▶ [Job]: Print the lines of the material below unchanged, starting at the line that contains "Practice step: pick out every instance of the red spotlight" and ending at the line that contains "[(190, 12)]", with both of those lines included.

▶ [Data to process]:
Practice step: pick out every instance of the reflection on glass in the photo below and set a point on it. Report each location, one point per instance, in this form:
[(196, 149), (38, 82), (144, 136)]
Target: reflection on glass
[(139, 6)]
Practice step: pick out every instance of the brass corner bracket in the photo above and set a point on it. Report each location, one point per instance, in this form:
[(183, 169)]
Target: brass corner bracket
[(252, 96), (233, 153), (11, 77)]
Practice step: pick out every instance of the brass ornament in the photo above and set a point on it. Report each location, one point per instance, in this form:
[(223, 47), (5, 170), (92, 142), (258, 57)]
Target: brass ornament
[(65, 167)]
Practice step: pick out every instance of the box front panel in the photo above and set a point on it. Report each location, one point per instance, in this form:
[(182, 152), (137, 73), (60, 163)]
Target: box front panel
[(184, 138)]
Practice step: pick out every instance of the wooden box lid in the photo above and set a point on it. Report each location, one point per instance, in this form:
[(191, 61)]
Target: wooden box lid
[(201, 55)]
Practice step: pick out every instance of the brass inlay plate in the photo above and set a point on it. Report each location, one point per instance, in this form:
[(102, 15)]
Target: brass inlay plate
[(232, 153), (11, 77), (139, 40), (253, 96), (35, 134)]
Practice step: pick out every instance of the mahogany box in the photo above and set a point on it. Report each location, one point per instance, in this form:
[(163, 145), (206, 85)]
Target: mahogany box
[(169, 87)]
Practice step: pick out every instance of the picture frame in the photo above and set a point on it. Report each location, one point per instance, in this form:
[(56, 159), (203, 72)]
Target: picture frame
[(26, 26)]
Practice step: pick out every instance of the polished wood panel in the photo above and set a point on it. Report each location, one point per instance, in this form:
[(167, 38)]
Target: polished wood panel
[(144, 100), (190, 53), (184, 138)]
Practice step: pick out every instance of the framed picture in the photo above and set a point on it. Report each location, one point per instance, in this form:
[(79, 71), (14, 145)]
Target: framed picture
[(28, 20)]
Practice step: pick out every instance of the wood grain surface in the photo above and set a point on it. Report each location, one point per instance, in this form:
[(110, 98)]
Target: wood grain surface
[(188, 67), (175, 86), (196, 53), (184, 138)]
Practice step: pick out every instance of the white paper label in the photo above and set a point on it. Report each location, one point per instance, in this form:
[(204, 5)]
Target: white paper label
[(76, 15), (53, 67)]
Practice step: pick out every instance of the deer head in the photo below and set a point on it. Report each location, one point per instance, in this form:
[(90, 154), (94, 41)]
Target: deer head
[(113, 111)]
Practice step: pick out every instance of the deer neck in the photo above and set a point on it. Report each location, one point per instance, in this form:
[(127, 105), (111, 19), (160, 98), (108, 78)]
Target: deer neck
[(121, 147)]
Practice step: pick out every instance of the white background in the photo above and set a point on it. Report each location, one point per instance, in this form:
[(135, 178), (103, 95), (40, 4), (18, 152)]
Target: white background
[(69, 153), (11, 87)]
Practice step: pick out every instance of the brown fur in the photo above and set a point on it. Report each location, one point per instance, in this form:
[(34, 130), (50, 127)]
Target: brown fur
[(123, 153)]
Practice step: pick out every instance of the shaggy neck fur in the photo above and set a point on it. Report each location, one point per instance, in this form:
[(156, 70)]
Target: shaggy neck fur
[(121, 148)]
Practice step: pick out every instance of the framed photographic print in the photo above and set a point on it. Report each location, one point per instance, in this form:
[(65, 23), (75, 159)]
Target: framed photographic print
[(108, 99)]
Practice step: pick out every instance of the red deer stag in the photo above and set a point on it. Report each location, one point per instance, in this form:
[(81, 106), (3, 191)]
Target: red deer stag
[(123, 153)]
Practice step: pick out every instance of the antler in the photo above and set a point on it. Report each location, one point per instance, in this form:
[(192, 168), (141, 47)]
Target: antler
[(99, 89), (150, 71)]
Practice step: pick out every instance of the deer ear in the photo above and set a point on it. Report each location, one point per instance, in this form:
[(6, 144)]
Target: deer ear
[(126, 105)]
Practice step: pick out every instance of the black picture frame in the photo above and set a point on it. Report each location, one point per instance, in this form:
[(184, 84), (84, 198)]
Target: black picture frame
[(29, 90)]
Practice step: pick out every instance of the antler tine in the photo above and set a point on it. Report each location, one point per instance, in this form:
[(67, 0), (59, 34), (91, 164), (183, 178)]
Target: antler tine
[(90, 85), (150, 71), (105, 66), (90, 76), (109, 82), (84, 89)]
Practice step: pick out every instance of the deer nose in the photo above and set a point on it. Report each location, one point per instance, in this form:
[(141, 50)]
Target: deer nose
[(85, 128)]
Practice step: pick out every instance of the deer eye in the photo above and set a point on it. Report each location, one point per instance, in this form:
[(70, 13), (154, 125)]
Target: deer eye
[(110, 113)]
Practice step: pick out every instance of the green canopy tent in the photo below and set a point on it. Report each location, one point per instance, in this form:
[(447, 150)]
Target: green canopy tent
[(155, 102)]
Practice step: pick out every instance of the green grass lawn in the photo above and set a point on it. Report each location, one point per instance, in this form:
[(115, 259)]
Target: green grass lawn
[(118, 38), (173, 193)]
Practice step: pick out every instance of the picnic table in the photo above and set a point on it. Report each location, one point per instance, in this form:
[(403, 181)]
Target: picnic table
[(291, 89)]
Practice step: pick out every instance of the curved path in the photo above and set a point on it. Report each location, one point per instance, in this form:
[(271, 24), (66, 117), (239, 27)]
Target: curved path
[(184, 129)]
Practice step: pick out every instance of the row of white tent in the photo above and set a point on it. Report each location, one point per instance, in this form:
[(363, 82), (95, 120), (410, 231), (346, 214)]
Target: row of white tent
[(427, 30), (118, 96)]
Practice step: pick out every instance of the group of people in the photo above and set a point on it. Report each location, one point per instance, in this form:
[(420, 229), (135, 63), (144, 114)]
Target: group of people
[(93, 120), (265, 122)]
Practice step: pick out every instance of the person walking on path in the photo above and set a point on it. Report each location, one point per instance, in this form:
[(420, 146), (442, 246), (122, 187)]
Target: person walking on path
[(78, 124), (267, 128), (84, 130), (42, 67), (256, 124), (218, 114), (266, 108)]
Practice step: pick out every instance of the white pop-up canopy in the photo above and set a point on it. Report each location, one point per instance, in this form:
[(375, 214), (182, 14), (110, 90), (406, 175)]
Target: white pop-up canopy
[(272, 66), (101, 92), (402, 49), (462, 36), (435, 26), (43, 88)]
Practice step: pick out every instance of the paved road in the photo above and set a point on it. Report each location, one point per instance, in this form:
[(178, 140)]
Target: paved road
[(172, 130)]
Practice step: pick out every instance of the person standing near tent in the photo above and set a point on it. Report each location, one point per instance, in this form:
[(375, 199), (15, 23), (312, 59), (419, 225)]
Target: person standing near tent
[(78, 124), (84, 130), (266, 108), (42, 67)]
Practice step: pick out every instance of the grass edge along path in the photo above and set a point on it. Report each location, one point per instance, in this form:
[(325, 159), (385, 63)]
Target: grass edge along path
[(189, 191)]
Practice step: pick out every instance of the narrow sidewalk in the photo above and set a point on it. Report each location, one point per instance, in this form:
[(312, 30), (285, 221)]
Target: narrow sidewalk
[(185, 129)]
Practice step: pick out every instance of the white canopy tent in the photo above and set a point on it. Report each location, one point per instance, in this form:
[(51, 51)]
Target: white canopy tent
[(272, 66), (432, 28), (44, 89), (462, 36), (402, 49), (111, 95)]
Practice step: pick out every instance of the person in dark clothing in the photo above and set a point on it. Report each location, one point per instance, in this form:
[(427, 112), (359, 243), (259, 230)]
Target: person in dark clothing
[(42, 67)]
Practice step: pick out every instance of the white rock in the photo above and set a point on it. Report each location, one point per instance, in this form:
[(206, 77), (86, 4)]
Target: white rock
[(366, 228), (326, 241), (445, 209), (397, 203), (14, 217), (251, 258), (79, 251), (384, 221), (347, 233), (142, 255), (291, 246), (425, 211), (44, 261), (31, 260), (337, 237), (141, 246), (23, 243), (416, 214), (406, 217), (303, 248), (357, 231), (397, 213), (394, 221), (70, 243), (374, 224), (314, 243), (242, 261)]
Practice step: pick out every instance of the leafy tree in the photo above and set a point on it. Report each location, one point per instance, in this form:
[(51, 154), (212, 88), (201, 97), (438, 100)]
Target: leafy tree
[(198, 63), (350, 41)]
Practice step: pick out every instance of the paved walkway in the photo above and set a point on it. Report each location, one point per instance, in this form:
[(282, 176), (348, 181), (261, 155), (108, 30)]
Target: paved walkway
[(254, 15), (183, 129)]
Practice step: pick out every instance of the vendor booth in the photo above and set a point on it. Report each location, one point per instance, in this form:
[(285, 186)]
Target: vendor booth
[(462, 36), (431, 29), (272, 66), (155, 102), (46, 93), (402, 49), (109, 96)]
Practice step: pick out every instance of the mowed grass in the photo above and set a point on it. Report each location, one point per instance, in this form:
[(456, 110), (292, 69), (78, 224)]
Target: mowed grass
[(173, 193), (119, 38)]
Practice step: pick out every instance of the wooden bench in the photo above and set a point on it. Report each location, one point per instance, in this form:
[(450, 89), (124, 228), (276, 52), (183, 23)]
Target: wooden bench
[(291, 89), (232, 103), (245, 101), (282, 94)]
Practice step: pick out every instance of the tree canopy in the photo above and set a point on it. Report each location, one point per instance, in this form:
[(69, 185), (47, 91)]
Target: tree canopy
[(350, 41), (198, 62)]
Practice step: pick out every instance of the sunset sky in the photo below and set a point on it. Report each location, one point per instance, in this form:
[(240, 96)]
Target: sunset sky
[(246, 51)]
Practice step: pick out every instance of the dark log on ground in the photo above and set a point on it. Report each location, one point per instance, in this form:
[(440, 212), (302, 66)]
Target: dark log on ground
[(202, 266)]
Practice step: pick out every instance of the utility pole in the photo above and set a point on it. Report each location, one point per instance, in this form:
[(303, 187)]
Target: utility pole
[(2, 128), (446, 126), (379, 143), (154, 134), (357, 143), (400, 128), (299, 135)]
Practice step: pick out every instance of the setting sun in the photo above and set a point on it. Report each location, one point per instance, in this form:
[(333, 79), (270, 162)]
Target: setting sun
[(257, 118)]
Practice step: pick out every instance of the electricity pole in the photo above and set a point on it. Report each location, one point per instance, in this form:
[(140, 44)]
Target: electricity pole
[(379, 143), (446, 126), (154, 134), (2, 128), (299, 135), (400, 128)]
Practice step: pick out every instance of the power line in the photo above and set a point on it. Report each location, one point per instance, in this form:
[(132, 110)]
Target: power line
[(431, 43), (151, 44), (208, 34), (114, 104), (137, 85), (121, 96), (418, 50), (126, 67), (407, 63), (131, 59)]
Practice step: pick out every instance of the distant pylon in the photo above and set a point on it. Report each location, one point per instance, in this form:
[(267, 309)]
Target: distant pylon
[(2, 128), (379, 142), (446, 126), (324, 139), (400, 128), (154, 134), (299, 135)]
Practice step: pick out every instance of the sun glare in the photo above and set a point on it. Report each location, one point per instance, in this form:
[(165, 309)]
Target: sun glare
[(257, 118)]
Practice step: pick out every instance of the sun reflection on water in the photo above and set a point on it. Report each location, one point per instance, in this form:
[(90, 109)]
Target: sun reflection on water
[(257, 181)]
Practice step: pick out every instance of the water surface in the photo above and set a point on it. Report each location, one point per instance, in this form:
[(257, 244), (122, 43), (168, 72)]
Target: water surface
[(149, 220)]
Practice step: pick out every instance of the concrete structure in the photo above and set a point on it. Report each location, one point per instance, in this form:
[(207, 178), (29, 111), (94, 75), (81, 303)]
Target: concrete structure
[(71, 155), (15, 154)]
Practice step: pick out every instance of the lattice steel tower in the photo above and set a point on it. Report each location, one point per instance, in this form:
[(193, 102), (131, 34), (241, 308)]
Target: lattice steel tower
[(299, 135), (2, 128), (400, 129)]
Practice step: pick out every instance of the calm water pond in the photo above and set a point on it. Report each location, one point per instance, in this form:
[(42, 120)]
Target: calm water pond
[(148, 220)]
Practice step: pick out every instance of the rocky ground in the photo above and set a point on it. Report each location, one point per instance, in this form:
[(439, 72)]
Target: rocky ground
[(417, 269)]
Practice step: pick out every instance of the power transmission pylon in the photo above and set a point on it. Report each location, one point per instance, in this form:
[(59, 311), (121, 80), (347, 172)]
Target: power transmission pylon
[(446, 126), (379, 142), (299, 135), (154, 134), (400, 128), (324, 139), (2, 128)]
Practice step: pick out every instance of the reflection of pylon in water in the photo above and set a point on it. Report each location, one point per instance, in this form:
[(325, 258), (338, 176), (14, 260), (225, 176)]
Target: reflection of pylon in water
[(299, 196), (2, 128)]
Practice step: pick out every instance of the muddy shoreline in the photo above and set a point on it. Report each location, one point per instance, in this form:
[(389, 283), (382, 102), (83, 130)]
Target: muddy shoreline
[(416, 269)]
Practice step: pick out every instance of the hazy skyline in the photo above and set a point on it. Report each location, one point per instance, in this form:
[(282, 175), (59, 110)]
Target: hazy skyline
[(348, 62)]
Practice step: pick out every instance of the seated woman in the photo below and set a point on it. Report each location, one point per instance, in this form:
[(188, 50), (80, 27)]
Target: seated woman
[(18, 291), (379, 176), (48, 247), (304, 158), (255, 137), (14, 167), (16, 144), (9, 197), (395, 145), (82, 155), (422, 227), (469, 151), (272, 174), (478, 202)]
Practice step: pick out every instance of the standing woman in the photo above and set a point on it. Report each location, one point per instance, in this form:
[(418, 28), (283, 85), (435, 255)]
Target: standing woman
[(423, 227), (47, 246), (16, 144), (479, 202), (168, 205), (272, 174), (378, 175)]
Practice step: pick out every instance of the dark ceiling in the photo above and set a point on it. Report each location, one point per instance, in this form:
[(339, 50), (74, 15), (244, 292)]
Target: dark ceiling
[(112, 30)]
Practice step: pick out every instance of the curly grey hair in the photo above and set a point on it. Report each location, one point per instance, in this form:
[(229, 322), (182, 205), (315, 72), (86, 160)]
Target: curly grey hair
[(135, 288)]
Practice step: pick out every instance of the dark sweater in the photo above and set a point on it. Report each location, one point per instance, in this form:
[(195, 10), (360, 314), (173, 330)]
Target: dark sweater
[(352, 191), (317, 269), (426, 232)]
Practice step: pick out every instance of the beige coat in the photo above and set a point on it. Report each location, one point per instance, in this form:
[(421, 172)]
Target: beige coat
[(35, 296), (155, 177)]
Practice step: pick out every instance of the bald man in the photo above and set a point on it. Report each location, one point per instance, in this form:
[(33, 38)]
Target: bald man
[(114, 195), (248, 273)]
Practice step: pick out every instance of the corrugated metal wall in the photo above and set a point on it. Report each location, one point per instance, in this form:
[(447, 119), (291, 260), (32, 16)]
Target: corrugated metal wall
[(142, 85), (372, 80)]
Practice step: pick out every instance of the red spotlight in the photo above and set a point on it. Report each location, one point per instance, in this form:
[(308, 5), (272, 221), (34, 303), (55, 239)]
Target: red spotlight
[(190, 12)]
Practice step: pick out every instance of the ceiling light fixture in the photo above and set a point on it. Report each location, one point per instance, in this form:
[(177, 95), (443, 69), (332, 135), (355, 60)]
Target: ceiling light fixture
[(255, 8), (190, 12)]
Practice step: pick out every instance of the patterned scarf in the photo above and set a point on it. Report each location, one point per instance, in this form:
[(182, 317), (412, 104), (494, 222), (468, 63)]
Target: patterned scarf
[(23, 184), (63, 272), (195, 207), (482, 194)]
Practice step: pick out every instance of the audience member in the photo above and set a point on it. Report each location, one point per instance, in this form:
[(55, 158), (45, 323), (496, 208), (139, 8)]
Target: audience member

▶ [Exercise output]:
Practice step: pick out every instance of the red spotlight in the photo above and set a point on it. Report each location, one point per instance, in this form:
[(308, 5), (272, 221), (34, 303), (55, 239)]
Target: red spotlight
[(190, 12)]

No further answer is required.